Within these entries, which lines include the string "feta"? Copy each one.

*****

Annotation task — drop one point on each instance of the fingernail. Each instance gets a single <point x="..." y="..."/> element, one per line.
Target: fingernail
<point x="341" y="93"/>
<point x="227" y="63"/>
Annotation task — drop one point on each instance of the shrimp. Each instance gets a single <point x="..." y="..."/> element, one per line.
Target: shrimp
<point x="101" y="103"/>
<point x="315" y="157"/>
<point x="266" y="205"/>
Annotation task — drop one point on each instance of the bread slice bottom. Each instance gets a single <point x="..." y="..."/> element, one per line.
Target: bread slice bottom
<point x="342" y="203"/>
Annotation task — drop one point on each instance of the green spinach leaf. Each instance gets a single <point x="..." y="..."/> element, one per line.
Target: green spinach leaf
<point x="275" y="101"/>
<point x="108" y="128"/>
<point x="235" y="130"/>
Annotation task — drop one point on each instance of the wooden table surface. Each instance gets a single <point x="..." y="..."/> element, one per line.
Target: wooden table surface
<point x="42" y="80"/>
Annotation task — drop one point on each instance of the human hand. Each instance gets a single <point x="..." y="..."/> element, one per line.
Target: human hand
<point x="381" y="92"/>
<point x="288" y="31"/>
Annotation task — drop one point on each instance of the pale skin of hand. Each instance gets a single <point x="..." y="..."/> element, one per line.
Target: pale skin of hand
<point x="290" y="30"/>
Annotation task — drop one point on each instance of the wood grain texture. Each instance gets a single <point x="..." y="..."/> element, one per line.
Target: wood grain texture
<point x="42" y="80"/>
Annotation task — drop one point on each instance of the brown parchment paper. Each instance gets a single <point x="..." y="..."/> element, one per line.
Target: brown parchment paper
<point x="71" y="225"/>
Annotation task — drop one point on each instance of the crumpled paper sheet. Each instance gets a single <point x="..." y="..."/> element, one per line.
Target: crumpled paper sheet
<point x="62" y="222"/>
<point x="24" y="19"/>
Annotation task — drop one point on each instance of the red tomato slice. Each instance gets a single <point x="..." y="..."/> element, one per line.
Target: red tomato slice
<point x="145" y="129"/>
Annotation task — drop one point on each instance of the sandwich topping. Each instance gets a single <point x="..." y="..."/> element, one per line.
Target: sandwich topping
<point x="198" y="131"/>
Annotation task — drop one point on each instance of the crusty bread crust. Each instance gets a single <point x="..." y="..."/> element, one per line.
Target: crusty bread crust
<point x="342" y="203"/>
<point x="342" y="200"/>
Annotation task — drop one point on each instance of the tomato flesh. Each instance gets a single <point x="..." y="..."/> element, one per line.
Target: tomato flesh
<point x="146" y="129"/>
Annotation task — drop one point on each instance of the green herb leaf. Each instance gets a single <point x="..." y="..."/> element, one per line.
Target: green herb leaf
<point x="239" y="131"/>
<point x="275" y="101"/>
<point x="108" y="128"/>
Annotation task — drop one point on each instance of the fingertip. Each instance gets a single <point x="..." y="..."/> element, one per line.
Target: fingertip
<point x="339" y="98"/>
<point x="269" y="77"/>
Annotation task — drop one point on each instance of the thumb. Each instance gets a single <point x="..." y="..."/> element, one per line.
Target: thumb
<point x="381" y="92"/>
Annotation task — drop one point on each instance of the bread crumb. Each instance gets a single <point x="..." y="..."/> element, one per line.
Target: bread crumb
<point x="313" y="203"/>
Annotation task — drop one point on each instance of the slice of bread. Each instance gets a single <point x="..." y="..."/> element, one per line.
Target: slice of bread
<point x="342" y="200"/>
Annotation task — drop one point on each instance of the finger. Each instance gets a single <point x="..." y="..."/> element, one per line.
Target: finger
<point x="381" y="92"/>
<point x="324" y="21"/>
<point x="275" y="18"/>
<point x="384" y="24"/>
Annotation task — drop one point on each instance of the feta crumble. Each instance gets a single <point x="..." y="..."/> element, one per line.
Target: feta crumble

*****

Solution below:
Annotation task — drop one point on each instance of the feta crumble. Each instance gets a single <point x="..." y="..."/> element, one per line.
Target: feta crumble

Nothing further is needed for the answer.